« …sur la terre comme au ciel » Le festin de Babette

« …sur la terre comme au ciel » Le festin de Babette

Comment dire art et spiritualité au féminin ? L’anecdote racontée par Karen Blixen déplace certaines notions entendues pour reprendre, à l’envers, des idées toutes faites et véhiculées comme si elles étaient vraies. L’auteure nous propose de trouver le chemin du divin à travers le beau, le bon et le vrai d’un repas exceptionnel qui pourrait préfigurer le « le festin du Royaume ». L’art est traité par le biais d’une oeuvre littéraire présentée au cinéma. La spiritualité se détache de la dimension religieuse en passant d’un rituel coutumier à un repas symbolique. L’histoire est construite autour de personnages féminins apparemment victimes du destin mais qui dominent sans autorité.

_DONNÉES_.
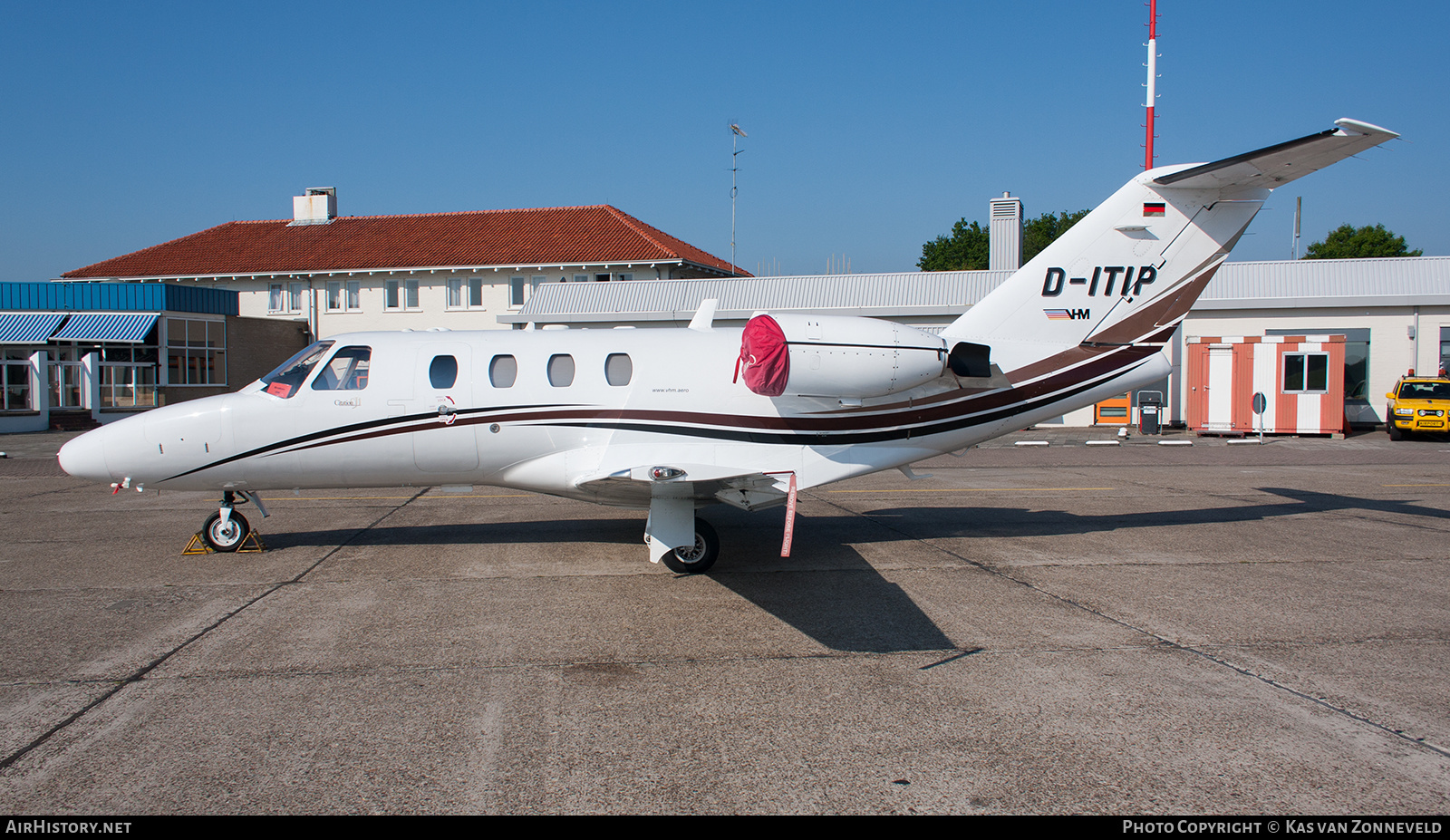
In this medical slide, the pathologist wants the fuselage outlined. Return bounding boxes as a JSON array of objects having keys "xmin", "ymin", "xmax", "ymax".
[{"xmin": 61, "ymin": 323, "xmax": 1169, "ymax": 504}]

==

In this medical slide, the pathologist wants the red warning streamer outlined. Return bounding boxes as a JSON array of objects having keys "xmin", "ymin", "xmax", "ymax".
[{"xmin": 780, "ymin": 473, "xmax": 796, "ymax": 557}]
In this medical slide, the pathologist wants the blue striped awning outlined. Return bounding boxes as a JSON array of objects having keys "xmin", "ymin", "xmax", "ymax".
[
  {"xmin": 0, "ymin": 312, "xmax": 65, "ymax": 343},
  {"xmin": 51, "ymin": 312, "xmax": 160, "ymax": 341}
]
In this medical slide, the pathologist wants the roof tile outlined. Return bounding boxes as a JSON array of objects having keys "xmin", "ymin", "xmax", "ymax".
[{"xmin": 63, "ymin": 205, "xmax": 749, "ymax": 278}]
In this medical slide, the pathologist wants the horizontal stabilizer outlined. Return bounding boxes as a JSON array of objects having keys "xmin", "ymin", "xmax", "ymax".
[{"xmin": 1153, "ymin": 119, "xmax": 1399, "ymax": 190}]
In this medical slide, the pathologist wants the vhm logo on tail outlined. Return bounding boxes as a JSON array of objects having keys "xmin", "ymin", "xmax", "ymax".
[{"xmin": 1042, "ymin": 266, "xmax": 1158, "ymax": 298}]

_LISTE DES TÂCHES_.
**a)** Recopiez fidèlement le passage du texte sur Le festin de Babette qui commence à « Comment dire art » et se termine à « dominent sans autorité. ».
**b)** D’après le texte sur Le festin de Babette, par quel biais l’art est-il traité ?

_RÉPONSES FINALES_.
**a)**
Comment dire art et spiritualité au féminin ? L’anecdote racontée par Karen Blixen déplace certaines notions entendues pour reprendre, à l’envers, des idées toutes faites et véhiculées comme si elles étaient vraies. L’auteure nous propose de trouver le chemin du divin à travers le beau, le bon et le vrai d’un repas exceptionnel qui pourrait préfigurer le « le festin du Royaume ». L’art est traité par le biais d’une oeuvre littéraire présentée au cinéma. La spiritualité se détache de la dimension religieuse en passant d’un rituel coutumier à un repas symbolique. L’histoire est construite autour de personnages féminins apparemment victimes du destin mais qui dominent sans autorité.

**b)** Par le biais d’une oeuvre littéraire présentée au cinéma.